▶ [PROBLEM REQUIREMENTS]: Reproduce the listing from the line containing "the window sill" through the end of the listing, including that first line. Switch "bathroom vanity" to "sink cabinet" and leave everything else unchanged.

▬▬▬▬▬▬

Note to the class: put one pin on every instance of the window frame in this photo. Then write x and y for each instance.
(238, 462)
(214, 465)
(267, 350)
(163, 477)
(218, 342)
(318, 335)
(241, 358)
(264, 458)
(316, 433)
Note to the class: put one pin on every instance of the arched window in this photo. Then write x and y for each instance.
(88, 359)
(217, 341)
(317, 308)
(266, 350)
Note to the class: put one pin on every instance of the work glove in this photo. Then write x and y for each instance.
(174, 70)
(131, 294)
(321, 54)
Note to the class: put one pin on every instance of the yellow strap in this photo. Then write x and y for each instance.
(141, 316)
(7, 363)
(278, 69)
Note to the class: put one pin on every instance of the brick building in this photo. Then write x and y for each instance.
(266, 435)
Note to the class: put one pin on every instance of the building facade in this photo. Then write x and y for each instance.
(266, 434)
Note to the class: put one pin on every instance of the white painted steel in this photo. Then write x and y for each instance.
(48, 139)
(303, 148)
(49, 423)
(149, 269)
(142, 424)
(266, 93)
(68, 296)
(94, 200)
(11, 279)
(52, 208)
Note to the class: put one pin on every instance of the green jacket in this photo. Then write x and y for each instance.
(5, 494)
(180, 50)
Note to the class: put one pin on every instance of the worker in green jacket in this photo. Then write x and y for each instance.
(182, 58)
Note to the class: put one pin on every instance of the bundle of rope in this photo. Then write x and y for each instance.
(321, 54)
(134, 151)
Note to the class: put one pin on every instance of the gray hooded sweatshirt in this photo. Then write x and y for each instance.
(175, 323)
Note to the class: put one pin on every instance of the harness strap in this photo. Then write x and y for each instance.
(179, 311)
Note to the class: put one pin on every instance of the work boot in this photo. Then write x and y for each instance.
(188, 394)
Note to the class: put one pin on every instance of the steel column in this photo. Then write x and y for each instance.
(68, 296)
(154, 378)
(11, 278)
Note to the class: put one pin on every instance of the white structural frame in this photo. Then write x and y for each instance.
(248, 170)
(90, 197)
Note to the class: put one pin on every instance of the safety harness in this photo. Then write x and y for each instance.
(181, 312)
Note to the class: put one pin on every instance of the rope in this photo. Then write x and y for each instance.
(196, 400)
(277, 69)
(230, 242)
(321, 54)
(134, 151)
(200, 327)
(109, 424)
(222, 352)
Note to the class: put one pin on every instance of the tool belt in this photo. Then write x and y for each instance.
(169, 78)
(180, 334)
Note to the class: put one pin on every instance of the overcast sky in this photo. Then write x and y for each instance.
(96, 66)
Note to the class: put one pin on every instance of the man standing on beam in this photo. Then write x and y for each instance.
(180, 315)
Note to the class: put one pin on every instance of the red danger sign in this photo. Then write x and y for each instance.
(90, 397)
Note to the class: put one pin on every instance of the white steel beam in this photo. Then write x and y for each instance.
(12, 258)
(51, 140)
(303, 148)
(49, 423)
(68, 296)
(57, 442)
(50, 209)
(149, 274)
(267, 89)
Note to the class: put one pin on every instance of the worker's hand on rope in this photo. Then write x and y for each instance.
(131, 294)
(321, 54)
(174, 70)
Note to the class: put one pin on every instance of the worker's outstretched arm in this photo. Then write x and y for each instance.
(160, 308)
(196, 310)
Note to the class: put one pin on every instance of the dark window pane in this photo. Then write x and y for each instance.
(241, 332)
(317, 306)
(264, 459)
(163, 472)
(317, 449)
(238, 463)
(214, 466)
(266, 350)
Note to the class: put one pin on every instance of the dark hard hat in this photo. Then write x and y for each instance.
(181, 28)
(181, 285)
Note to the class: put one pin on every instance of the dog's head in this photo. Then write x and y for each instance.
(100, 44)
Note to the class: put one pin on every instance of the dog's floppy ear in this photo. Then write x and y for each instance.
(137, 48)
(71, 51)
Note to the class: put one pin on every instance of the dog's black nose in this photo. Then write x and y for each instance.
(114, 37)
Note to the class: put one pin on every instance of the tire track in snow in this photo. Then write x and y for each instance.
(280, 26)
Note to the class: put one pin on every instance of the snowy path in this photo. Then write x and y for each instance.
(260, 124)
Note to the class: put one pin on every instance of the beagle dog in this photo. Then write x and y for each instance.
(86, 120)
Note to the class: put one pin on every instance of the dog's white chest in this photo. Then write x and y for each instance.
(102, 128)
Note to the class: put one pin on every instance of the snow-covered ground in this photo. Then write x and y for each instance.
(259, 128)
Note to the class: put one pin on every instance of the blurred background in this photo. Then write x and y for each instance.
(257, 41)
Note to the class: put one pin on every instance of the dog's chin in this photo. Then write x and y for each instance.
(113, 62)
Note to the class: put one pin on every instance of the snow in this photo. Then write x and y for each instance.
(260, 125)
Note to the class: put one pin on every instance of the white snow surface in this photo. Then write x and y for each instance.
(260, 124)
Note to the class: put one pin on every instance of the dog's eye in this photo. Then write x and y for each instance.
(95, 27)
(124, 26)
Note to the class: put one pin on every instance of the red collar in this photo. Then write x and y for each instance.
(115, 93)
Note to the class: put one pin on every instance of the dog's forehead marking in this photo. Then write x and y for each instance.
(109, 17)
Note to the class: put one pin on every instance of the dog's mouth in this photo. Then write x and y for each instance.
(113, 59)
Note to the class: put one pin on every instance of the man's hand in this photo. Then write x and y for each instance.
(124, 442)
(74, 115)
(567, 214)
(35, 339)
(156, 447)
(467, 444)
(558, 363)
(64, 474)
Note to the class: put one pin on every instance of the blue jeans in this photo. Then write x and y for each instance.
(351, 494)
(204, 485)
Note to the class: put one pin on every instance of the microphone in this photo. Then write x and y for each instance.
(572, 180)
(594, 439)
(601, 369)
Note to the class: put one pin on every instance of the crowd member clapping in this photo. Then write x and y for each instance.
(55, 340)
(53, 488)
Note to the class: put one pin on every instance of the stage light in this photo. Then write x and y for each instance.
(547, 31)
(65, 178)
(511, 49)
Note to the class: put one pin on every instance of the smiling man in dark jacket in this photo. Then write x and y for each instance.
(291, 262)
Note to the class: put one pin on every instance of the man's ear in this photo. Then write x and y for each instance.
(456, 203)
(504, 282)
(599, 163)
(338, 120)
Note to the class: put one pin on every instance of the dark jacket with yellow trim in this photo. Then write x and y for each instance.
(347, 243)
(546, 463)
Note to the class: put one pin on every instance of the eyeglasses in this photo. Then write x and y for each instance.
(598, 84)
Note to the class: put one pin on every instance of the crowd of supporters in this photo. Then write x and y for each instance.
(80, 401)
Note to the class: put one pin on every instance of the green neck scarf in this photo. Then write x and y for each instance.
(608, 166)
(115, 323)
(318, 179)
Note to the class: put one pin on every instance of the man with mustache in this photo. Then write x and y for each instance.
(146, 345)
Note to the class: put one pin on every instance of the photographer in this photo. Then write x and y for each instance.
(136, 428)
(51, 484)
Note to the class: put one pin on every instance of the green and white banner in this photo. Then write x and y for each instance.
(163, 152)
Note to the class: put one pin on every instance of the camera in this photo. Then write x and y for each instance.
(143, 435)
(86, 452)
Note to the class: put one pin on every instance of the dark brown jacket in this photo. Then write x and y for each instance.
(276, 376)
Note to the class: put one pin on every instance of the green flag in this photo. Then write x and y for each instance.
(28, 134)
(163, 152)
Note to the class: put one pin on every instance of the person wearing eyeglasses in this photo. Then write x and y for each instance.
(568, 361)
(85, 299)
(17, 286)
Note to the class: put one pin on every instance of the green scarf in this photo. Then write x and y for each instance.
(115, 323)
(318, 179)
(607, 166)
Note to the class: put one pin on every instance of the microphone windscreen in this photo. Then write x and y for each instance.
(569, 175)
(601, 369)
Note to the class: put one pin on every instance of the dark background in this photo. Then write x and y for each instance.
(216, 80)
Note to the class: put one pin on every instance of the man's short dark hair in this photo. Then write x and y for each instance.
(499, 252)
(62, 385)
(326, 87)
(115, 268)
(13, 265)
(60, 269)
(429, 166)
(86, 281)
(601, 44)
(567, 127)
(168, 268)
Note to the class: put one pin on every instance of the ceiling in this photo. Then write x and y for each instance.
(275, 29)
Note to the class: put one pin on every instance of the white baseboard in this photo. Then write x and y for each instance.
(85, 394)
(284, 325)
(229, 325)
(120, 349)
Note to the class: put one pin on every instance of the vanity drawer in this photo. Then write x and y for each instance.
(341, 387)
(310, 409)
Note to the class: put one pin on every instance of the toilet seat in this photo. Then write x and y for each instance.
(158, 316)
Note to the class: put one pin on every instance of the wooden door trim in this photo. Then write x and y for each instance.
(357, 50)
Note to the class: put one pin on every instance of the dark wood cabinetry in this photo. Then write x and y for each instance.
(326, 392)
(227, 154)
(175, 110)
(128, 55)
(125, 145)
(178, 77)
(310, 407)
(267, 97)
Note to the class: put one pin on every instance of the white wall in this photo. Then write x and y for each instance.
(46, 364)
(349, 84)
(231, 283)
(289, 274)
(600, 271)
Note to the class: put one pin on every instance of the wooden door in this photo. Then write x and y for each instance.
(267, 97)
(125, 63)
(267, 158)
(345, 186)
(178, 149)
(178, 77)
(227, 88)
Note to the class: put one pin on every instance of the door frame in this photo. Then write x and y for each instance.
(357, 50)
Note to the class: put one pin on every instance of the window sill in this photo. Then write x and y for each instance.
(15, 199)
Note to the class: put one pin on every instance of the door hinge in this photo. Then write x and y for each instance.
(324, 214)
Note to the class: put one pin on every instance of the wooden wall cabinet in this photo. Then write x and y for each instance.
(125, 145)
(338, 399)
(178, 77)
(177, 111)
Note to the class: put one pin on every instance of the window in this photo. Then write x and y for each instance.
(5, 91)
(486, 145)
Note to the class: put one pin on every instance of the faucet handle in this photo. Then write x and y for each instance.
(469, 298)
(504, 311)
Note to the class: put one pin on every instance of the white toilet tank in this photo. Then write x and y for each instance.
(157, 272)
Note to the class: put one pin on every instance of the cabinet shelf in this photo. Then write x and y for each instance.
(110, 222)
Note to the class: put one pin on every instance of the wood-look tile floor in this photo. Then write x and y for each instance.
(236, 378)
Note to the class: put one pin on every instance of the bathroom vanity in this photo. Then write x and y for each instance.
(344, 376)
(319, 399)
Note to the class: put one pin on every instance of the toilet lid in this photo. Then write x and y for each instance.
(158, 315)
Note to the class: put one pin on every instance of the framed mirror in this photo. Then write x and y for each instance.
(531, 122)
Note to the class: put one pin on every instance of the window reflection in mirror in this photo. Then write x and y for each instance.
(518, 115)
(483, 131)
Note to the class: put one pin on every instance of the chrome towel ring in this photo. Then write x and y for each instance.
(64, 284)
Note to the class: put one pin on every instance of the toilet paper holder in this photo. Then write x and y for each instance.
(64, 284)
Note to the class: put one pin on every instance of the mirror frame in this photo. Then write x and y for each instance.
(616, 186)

▬▬▬▬▬▬

▶ [ANSWER FOR THIS EXERCISE]:
Note to the class: put one pin on every instance of the window sill in this photo. Then write x and y for each instance.
(15, 199)
Note to the class: put one pin on every instance of the door hinge in this photo. Then write x and y for each instance.
(324, 214)
Note to the class: put one pin on every instance of the wooden wall cabinet in this photo. Then write x and y for each instance.
(125, 145)
(338, 399)
(178, 77)
(177, 111)
Note to the class: put one pin on every instance of the window in this photo. Then write x and y for each instance.
(5, 91)
(486, 145)
Note to the class: put one pin on every instance of the faucet handle in this photo. Then write x and y for each instance.
(469, 298)
(504, 311)
Note to the class: put one pin on every instance of the white toilet tank in this photo. Then write x and y for each instance.
(157, 272)
Note to the class: put one pin on every instance of the cabinet shelf in this photo. Then write x and y for each instance.
(110, 222)
Note to the class: put one pin on every instance of the wood-look tile floor in this photo. Then write x and y for each instance.
(236, 378)
Note to the class: put one pin on every instance of the sink cabinet in this photo. Then write x and y for each instance.
(344, 376)
(319, 399)
Note to the class: put one pin on every instance of the toilet lid in this photo. Then write x and y for each instance.
(158, 315)
Note to the class: put one pin on every instance of the framed mirror in this photo. Then write x and y for each instance.
(531, 122)
Note to the class: put one pin on every instance of the window reflection in mirror in this photo. Then write x and y for each instance.
(518, 115)
(483, 131)
Note to the class: put one pin on every instance of the chrome towel ring in this photo. Then write x and y for each instance.
(64, 284)
Note to the class: put one pin on every instance of the toilet paper holder in this photo. Then write x and y for each instance.
(64, 284)
Note to the class: put one pin on every instance of the mirror frame in this photo. Then write x and y for each instance.
(616, 186)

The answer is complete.